#### [PROBLEM STATEMENT]
Write out the complete data exactly as written.

#### [PROVIDED DATA]
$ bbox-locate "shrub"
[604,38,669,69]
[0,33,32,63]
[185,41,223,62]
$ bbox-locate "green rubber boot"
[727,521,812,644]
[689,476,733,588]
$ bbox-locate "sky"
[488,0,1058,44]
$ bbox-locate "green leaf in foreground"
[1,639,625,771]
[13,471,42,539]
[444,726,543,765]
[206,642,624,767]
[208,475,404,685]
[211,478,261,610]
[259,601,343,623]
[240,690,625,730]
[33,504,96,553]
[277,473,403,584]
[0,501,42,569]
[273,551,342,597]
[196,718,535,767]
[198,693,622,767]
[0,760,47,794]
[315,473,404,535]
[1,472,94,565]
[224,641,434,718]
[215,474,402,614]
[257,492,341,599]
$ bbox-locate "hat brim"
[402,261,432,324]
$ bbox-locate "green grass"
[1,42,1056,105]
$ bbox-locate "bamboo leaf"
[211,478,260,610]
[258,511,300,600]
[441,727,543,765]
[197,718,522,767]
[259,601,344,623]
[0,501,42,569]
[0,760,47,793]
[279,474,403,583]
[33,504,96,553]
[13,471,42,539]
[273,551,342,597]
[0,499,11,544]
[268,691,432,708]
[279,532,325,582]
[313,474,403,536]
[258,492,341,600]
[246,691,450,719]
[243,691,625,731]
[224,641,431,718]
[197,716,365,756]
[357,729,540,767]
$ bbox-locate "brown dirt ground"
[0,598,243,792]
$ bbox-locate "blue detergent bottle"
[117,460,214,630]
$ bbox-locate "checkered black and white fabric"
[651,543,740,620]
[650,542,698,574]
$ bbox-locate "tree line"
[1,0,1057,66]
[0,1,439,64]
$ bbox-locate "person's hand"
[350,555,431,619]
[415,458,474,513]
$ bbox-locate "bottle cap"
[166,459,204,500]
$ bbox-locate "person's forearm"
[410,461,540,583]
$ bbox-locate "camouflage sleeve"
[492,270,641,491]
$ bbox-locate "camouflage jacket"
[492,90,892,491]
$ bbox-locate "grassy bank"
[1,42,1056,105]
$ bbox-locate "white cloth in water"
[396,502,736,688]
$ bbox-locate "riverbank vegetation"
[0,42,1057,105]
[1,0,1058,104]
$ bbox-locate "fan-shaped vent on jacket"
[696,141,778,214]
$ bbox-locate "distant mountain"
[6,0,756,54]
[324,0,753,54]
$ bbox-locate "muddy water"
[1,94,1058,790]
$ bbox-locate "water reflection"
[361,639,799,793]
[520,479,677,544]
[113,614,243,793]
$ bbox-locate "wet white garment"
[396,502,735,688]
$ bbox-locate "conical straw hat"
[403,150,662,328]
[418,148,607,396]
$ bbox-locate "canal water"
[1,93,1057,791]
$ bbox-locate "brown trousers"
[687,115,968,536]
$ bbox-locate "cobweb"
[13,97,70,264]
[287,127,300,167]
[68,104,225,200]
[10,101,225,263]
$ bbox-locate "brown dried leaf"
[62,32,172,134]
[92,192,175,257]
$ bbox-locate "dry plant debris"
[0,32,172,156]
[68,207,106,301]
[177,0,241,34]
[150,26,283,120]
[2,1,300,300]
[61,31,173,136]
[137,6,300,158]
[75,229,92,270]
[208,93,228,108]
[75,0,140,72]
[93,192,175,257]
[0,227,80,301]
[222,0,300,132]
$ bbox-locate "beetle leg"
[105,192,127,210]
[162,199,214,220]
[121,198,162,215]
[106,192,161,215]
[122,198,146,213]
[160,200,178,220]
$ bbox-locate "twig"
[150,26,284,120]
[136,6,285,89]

#### [RESPONSE FOR THIS EXERCISE]
$ bbox-locate "shrub"
[604,38,669,69]
[0,33,32,63]
[185,41,223,62]
$ bbox-locate "green rubber boot"
[727,521,812,644]
[689,476,733,588]
$ bbox-locate "sky"
[488,0,1058,44]
$ bbox-locate "green leaf in foreground"
[1,639,625,771]
[13,471,42,539]
[444,726,543,765]
[206,642,624,767]
[208,475,404,685]
[211,478,261,610]
[259,601,343,623]
[240,690,625,730]
[33,504,96,553]
[277,473,403,584]
[0,501,42,569]
[273,551,342,597]
[196,718,535,767]
[198,693,622,767]
[0,760,47,794]
[315,473,404,535]
[1,472,94,565]
[224,641,434,718]
[215,474,402,614]
[257,492,341,599]
$ bbox-locate "hat brim"
[402,261,432,324]
$ bbox-locate "green grass"
[1,42,1056,105]
$ bbox-locate "bamboo leaf"
[211,478,260,610]
[258,511,300,600]
[441,727,543,765]
[197,718,522,767]
[259,601,344,623]
[0,501,42,569]
[0,760,47,793]
[279,474,403,583]
[33,504,96,553]
[13,471,42,539]
[273,551,342,597]
[0,499,11,544]
[268,691,432,708]
[279,532,325,582]
[313,474,403,536]
[258,492,341,600]
[246,691,450,719]
[243,691,625,731]
[224,641,431,718]
[197,716,365,756]
[357,729,540,767]
$ bbox-locate "brown dirt ground"
[0,598,243,792]
$ bbox-locate "blue detergent bottle"
[117,460,214,630]
$ bbox-locate "checkered black and white fabric"
[651,543,740,620]
[650,542,698,574]
$ bbox-locate "tree line"
[1,0,1057,66]
[0,1,439,64]
$ bbox-locate "person's hand"
[350,555,431,619]
[415,458,474,513]
$ bbox-locate "bottle cap"
[166,459,204,500]
$ bbox-locate "person's forearm"
[410,461,540,583]
$ bbox-locate "camouflage sleeve"
[492,270,641,491]
$ bbox-locate "camouflage jacket"
[492,90,892,491]
$ bbox-locate "grassy bank"
[1,42,1056,105]
$ bbox-locate "white cloth in water"
[396,502,736,688]
$ bbox-locate "riverbank vegetation"
[0,42,1057,105]
[1,0,1058,104]
$ bbox-locate "fan-shaped vent on jacket"
[696,141,778,214]
$ bbox-locate "distant mountain"
[6,0,756,54]
[324,0,753,54]
$ bbox-locate "muddy water"
[1,94,1058,790]
$ bbox-locate "water reflection"
[361,639,799,793]
[520,479,677,544]
[113,614,243,793]
$ bbox-locate "wet white garment"
[396,502,735,688]
$ bbox-locate "conical straw hat"
[403,150,662,328]
[418,148,607,396]
$ bbox-locate "canal water"
[1,93,1057,791]
$ bbox-locate "brown trousers"
[687,115,968,536]
$ bbox-locate "cobweb"
[13,97,70,264]
[287,127,300,167]
[68,104,225,200]
[10,101,225,263]
$ bbox-locate "brown dried leaf"
[62,32,172,134]
[92,192,175,257]
$ bbox-locate "dry plant debris"
[0,32,172,156]
[68,207,106,301]
[177,0,241,34]
[150,26,283,120]
[2,1,300,300]
[61,31,173,136]
[137,6,300,158]
[75,229,92,270]
[208,93,228,108]
[75,0,140,72]
[93,192,175,257]
[0,227,80,301]
[222,0,300,132]
$ bbox-locate "beetle leg"
[105,192,127,210]
[162,199,214,220]
[121,198,162,215]
[106,192,161,215]
[122,198,146,213]
[160,200,178,220]
$ bbox-locate "twig"
[150,26,284,120]
[136,6,285,89]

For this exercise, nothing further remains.